#### [INSTRUCTIONS TO FOLLOW]
Copy every one of the rows below word for word, leaving each line unchanged.
# Start of MATERIAL FOR THE TASK
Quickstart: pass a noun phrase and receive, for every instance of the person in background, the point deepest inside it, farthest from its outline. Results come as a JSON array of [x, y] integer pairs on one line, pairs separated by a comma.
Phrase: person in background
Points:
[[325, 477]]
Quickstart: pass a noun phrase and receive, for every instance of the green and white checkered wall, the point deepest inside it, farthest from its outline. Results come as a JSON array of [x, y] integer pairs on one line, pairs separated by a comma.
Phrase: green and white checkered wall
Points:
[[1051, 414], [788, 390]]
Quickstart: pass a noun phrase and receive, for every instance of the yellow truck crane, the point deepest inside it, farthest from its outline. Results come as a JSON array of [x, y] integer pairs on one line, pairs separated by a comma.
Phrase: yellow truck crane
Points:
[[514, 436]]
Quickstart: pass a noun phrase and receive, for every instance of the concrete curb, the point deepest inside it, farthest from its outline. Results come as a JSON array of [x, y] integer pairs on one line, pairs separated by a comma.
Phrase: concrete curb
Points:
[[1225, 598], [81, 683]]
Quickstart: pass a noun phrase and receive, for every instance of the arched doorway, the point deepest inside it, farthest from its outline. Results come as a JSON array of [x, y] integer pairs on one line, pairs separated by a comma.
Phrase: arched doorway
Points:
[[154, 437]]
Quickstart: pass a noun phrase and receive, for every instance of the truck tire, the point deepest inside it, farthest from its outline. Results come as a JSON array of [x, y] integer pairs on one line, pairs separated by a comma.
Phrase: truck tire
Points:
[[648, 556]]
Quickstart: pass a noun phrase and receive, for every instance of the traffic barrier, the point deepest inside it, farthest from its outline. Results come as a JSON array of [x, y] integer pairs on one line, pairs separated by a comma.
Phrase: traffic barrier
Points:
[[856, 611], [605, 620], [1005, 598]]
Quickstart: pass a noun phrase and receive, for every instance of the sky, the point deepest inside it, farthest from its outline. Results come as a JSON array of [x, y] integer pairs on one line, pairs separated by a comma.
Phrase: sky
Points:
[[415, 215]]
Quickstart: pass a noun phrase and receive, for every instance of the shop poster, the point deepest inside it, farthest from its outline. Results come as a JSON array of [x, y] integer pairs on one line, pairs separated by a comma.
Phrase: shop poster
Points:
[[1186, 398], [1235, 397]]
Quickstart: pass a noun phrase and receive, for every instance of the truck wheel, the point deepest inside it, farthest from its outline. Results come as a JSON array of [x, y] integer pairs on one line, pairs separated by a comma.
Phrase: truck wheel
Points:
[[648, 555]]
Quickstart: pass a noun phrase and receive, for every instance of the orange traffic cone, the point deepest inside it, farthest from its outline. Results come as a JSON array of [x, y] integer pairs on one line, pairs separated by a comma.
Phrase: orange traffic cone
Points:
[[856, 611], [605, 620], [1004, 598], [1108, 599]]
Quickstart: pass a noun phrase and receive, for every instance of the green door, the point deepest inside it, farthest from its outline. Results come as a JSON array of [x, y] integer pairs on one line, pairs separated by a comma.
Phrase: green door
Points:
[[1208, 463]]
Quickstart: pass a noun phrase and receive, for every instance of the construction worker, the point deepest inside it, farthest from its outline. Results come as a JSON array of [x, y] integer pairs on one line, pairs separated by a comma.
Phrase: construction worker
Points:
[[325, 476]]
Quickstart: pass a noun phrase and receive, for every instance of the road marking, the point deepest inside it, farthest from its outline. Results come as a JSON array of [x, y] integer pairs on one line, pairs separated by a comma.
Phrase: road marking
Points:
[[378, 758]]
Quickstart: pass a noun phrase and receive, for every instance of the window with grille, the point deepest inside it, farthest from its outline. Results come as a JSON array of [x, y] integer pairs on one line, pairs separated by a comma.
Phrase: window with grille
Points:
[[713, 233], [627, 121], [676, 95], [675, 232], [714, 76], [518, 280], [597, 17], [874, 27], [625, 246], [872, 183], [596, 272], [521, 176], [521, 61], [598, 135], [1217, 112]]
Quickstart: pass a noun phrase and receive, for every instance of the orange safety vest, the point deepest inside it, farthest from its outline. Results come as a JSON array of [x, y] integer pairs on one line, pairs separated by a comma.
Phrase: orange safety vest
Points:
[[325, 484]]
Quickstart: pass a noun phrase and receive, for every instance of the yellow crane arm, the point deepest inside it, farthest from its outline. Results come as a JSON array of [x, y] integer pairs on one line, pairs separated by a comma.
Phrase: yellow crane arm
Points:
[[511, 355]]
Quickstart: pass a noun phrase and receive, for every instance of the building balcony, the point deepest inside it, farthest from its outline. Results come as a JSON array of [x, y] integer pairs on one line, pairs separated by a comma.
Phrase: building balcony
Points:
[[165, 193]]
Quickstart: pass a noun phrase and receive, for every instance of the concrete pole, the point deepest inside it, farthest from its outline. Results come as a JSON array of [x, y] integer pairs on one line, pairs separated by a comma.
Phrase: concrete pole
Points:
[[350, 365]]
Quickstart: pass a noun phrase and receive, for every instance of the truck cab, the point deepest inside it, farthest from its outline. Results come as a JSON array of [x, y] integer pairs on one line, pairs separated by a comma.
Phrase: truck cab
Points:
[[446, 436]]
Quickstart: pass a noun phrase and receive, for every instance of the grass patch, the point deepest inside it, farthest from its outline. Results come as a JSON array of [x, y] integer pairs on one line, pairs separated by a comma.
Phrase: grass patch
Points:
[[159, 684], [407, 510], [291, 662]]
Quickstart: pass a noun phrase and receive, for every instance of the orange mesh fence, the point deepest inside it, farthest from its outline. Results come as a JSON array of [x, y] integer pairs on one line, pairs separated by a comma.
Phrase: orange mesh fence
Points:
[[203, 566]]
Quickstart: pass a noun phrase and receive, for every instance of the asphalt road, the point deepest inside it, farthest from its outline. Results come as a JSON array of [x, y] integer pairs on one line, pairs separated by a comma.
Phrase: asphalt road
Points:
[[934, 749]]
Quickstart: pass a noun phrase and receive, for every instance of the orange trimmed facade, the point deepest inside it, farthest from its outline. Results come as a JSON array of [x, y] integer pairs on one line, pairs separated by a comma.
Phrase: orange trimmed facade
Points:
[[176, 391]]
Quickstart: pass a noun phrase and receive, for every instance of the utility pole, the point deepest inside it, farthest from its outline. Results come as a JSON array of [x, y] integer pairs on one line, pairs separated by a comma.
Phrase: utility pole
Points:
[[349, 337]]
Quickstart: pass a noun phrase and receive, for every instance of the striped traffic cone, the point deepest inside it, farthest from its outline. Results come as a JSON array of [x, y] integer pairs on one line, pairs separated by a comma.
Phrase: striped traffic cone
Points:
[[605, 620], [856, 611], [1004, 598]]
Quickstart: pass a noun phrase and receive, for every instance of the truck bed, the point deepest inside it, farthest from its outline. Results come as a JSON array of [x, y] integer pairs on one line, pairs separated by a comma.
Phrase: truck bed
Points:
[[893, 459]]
# End of MATERIAL FOR THE TASK
#### [CORRECT ANSWER]
Quickstart: pass a noun phrase and receive, for every instance of the person in background, the point deepest inside it, farthest from its outline. Results come as a JSON array of [x, y] integer pairs on one line, pairs separated by a comma.
Phrase: person in background
Points:
[[325, 477]]
Quickstart: pass a noun phrase and receive, for every instance of the green and white checkered wall, the point deepest inside it, farthest from its outline. Results come as a JSON array of [x, y] integer pairs on one line, pairs separated by a comma.
Phrase: green and white checkered wall
Points:
[[1051, 414], [788, 390]]
Quickstart: pass a noun phrase and receive, for every instance of the yellow truck crane, the point deepest inside it, farthest from its outline. Results come as a JSON array of [x, y] integer pairs on one line, pairs separated by a comma.
Phrase: yellow truck crane
Points:
[[514, 436]]
Quickstart: pass a noun phrase and receive, for every instance of the concrete curb, the point deepest inside it, farthest from its outline. Results come as a JSON array of [x, y] integer pairs on one line, pairs separated by a comma.
Phrase: concrete curb
Points:
[[1225, 598], [81, 683]]
Quickstart: pass a noun phrase and receive, for every instance of the arched doorway, the point deepest inside it, farthest from its outline. Results come as a JSON array of [x, y] integer pairs on one line, pairs separated by a comma.
Phrase: arched doorway
Points:
[[154, 437]]
Quickstart: pass a noun phrase and receive, for every instance of the truck tire, the point deepest inside it, farthest from its outline. Results come as a JSON array of [x, y] integer pairs on one line, pairs separated by a comma.
Phrase: truck tire
Points:
[[648, 556]]
Quickstart: pass a noun phrase and receive, for every instance of the traffic barrier, the point deepest inside it, farthest from its outline. Results come as a JSON array of [x, y] integer pairs on one line, pairs separated by a comma.
Phrase: traffic barrier
Points:
[[856, 611], [605, 620], [1005, 598]]
Quickstart: pass a noun phrase and receive, for every instance of the sky, the point deepest inside it, farthest from its outline. Results come as a JSON array of [x, y] integer pairs on one line, pairs separated by a comma.
Phrase: sky
Points:
[[415, 215]]
Quickstart: pass a noun phrase and receive, for every instance of the shop poster, the point deepest inside it, farthest from its outline. Results come as a JSON array of [x, y] integer pairs on one line, pairs separated by a comma.
Phrase: shop poster
Points:
[[1186, 398], [1235, 397]]
Quickstart: pass a noun phrase and receive, for every instance of the truck wheel, the point deepest inside it, farthest from its outline. Results come as a JSON array of [x, y] integer pairs on one line, pairs separated by a comma.
Phrase: truck wheel
Points:
[[648, 555]]
Quickstart: pass a noun phrase and receive, for every instance of the orange traffic cone, the point deepest inside it, farthest from its outline. Results come as a JSON array of [x, y] integer pairs on one line, pairs separated by a comma.
Phrase: orange traffic cone
Points:
[[856, 611], [605, 620], [1004, 598], [1108, 599]]
Quickstart: pass a noun phrase and receive, for every instance of the green door, the point deepest inside it, farthest from its outline. Results come as a JSON array of [x, y] integer pairs on one line, pairs separated by a comma.
Phrase: green door
Points:
[[1208, 463]]
Quickstart: pass a noun phrase and receive, for every instance of the construction worker, the point deepest inside it, farthest from its outline. Results come as a JSON array of [x, y] integer pairs on one line, pairs separated by a comma.
Phrase: construction worker
Points:
[[325, 476]]
Quickstart: pass a noun phrase and receive, for every instance of the road marking, the point deepest inside it, farthest from its outline. Results come as a JSON array of [x, y] integer pairs on one line, pairs separated by a comma.
Phrase: road marking
Points:
[[378, 758]]
Quickstart: pass a noun phrase and receive, for every instance of the window with grille, the point deepest inside it, farthest from its outline. Results come as a JSON array of [x, y] integer pairs on one line, pairs separated by a comma.
Phrase: window with grille
Points:
[[713, 233], [627, 121], [676, 95], [675, 232], [714, 76], [518, 280], [597, 17], [874, 27], [625, 246], [872, 183], [596, 272], [521, 176], [521, 61], [598, 135], [1217, 112]]
Quickstart: pass a noun phrase and receive, for every instance of the orange safety vest, the point deepest inside it, farthest from its outline. Results come as a JSON array of [x, y] integer pairs on one line, pairs separated by a comma.
Phrase: orange safety vest
Points:
[[325, 484]]
Quickstart: pass a noun phrase and receive, for every instance of the yellow crane arm, the point deepest inside it, farthest from its outline. Results come as a JSON array of [x, y] integer pairs on one line, pairs separated by a comma.
Phrase: yellow crane arm
Points:
[[511, 355]]
Quickstart: pass a noun phrase and receive, for every instance of the building balcony, the point deepest inside it, farthest from its outline. Results come as a JSON array of [x, y] integer pairs on one line, pairs separated by a comma.
Phrase: building balcony
Points:
[[165, 193]]
Quickstart: pass a noun phrase and receive, for every instance of the concrete pole, the point deepest inside it, farthest from its outline. Results come as a JSON array of [x, y] integer pairs on one line, pairs separated by a comma.
Phrase: concrete pole
Points:
[[350, 365]]
Quickstart: pass a noun phrase and receive, for every instance of the truck cab, the point deepest inside it, farthest from its outline. Results come as a JSON array of [x, y] integer pairs on one line, pairs separated by a comma.
Phrase: truck cab
Points:
[[446, 436]]
Quickstart: pass a noun phrase and receive, for every instance of the grass patch, the point deepest inside it, farthest from its outline. Results come as a JSON array of [x, y] integer pairs on one line, pairs separated by a comma.
Phrase: grass patch
Points:
[[159, 684], [407, 510], [291, 662]]
Quickstart: pass a noun phrase and receive, for every instance of the orange mesh fence, the point deepest inside it, farthest from its outline. Results come as a JSON array of [x, y] integer pairs on one line, pairs separated by a comma.
Phrase: orange mesh fence
Points:
[[203, 566]]
Quickstart: pass a noun phrase and receive, for every instance of the asphalt road, the point deepest inside it, farthest from its outline. Results come as a JSON array of [x, y] integer pairs on one line, pairs separated by a comma.
Phrase: asphalt road
Points:
[[934, 749]]
Quickstart: pass a noun phrase and receive, for every instance of the orange trimmed facade, the point deepest inside it, farthest from its outline. Results come as a JSON array of [x, y] integer pairs on one line, pairs separated by a comma.
Phrase: orange trimmed facade
Points:
[[176, 391]]
Quickstart: pass a noun phrase and receive, for every instance of the utility pole, the point deepest inside it, farthest from its outline. Results come as a JSON array of [x, y] integer pairs on one line, pairs separated by a comma.
Phrase: utility pole
Points:
[[349, 337]]
Quickstart: pass a noun phrase and receive, for every instance of the striped traffic cone, the point deepest inside it, farthest from its outline. Results come as a JSON array of [x, y] integer pairs on one line, pairs separated by a comma.
Phrase: striped traffic cone
Points:
[[605, 620], [856, 611], [1004, 598]]
Quickstart: pass a noun phrase and receive, for every instance of the truck bed, the point deepest inside it, farthest from its outline. Results come as a JSON array of [x, y] integer pairs on one line, pairs separated by a comma.
Phrase: truck bed
Points:
[[893, 459]]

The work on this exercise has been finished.